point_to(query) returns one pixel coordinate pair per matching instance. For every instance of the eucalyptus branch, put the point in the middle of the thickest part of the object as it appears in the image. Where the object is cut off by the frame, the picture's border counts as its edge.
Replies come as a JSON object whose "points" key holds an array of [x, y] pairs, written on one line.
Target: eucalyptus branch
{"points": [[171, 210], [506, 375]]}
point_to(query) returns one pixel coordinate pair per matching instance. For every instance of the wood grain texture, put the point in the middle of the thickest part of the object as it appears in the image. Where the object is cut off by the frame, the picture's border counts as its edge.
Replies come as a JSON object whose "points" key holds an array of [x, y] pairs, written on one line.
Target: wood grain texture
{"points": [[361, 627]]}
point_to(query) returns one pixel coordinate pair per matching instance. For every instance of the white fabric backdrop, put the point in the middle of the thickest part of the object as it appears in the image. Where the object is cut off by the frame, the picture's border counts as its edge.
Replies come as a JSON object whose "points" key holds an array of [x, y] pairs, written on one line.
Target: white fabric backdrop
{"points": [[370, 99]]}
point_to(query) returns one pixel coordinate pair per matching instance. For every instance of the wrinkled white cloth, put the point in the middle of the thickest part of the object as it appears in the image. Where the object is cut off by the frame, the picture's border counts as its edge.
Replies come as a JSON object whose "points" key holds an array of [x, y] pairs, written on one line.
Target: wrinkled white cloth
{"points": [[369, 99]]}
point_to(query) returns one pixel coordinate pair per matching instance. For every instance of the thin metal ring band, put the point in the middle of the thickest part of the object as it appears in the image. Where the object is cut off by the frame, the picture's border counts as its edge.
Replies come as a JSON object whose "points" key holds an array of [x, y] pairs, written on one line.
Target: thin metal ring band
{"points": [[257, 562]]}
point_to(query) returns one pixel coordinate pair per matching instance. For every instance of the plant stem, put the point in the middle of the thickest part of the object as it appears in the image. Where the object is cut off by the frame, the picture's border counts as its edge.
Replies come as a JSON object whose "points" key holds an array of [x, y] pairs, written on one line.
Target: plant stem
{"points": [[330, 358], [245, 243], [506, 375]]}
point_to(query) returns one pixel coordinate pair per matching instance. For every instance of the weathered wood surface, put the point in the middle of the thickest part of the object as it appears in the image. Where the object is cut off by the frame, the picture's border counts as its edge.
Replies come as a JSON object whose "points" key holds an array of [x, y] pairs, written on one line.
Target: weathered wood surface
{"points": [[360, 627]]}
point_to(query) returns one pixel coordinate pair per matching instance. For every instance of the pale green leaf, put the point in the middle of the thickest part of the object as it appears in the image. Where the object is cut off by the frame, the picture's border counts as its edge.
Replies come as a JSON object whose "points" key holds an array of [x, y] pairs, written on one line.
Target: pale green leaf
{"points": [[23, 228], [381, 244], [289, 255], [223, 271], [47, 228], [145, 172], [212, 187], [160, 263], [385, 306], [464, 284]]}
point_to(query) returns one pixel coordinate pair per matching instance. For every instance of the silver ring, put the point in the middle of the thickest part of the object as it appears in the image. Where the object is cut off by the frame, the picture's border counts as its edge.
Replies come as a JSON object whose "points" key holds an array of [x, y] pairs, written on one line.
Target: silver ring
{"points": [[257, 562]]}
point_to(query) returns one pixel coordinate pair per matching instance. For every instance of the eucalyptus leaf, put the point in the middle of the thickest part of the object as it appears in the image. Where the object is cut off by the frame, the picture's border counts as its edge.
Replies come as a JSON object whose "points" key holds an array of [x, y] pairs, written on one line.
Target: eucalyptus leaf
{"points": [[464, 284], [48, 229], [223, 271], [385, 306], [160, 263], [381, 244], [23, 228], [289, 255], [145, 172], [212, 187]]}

....

- What to do -
Restate the records, all of them, precisely as written.

- Correct answer -
point_to(query) returns one pixel coordinate pair per matching instance. For every instance of the eucalyptus branch, put the point in the middle of the thickest part of the object as it appears in the image. Where the object is cut off by the frame, the picture's border counts as its edge.
Replies come as a JSON object whose "points" key holds an array of [x, y] pairs, written on one line.
Target: eucalyptus branch
{"points": [[171, 210], [506, 375]]}
point_to(query) returns one pixel coordinate pair per matching instance. For every instance of the wood grain texture, put the point in the middle of the thickest part of the object as it appears in the image. Where the object is cut off by the frame, the picture's border counts as its edge.
Replies come as a JSON object whose "points" key holds an array of [x, y] pairs, written on one line.
Target: wood grain texture
{"points": [[361, 627]]}
point_to(query) returns one pixel coordinate pair per matching instance. For every instance of the white fabric backdrop, put the point in the middle of the thickest part of the object as it appears in the image. Where the object is cut off by the frame, the picture's border counts as its edge.
Replies come as a JSON object whose "points" key holds an array of [x, y] pairs, written on one line.
Target: white fabric backdrop
{"points": [[370, 99]]}
point_to(query) returns one pixel coordinate pair per matching instance. For every instance of the wrinkled white cloth, put the point in the middle of the thickest part of the object as it appears in the image. Where the object is cut off by the frame, the picture's border counts as its edge.
Replies come as a JSON object whose "points" key holds an array of [x, y] pairs, written on one line.
Target: wrinkled white cloth
{"points": [[369, 99]]}
point_to(query) returns one pixel coordinate pair per matching instance. For every instance of the thin metal ring band, put the point in the middle of the thickest part of the object as it appears in the image. Where the object is cut off by the frame, the picture's border counts as its edge.
Replies come as a JSON object whose "points" key holds an array of [x, y] pairs, written on one line.
Target: thin metal ring band
{"points": [[257, 562]]}
point_to(query) returns one pixel coordinate pair per matching instance. For every instance of the plant stem, put the point in the middle of the thickest part of the object as it appears in the image. Where the object is cut off by the frame, the picture's border counts as its edge.
Replies come as a JSON object whose "points" key holds an array of [x, y] pairs, written on one line.
Target: plant stem
{"points": [[330, 358], [245, 243], [506, 375]]}
point_to(query) returns one pixel coordinate pair per matching instance. For every instance of the weathered wood surface, put the point in the middle of the thickest part of the object as it appears in the image. Where the object is cut off by the frame, the picture's border counts as its edge.
Replies come as a JSON object whose "points" key holds an array of [x, y] pairs, written on one line.
Target: weathered wood surface
{"points": [[360, 627]]}
point_to(query) returns one pixel coordinate pair per matching instance. For every instance of the pale green leaf, put the point in the middle of the thickest part of the object as it appears in the image. Where the object is cut off by the frame, the picture's border counts as its edge.
Replies come as a JSON object whose "points" key holds an array of [x, y] pairs, written on one line.
Target: pale green leaf
{"points": [[23, 228], [381, 244], [289, 255], [223, 271], [47, 228], [145, 172], [212, 187], [160, 263], [385, 306], [464, 284]]}
point_to(query) returns one pixel coordinate pair per matching instance. For every instance of the silver ring, put the point in the middle of the thickest part of the object as it appears in the image. Where the object is cut off by the frame, the picture's border counts as its edge.
Replies come as a JSON object whose "points" key holds an array of [x, y] pairs, written on one line.
Target: silver ring
{"points": [[257, 562]]}
point_to(query) returns one pixel coordinate pair per matching instance. For every instance of the eucalyptus leaf, put the point in the middle of the thickest part of the object as it appears in the image. Where the object is cut off by the frame, the picture's border counts as its edge.
Replies come as a JSON object whose "points" key holds an array of [x, y] pairs, written on one line.
Target: eucalyptus leaf
{"points": [[464, 284], [48, 229], [223, 271], [385, 306], [160, 263], [381, 244], [23, 228], [289, 255], [145, 172], [212, 187]]}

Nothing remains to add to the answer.